Data entries:
# # #

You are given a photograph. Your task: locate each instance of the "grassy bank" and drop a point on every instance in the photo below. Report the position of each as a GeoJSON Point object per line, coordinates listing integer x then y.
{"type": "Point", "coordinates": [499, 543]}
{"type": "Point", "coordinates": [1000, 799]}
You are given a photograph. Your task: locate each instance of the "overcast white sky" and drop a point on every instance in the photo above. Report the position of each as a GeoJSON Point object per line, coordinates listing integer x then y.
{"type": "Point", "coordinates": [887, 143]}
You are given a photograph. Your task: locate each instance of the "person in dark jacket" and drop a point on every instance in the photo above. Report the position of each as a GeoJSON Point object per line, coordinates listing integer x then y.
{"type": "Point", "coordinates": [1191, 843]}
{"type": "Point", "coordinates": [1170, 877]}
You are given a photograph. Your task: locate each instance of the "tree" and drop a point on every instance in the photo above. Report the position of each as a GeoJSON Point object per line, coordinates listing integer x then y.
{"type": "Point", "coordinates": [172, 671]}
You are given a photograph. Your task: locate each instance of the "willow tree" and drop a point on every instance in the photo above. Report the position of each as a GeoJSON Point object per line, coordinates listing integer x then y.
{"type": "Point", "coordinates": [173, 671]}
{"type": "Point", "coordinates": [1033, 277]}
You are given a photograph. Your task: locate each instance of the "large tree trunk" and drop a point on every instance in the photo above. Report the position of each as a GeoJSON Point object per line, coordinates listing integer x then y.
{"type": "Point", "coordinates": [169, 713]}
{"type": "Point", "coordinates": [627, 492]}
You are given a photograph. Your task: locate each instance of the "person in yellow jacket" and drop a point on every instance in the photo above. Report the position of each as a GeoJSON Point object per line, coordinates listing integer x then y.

# # #

Find every line in the records above that contains the word "bank", and copy each one out in full.

TASK RESULT =>
You are given a photograph. Your task: locate each instance of the "grassy bank" and drop a point on every instance in the photo below. Report the position of each as a GeoJSON Point object per line, coordinates listing integer x then y.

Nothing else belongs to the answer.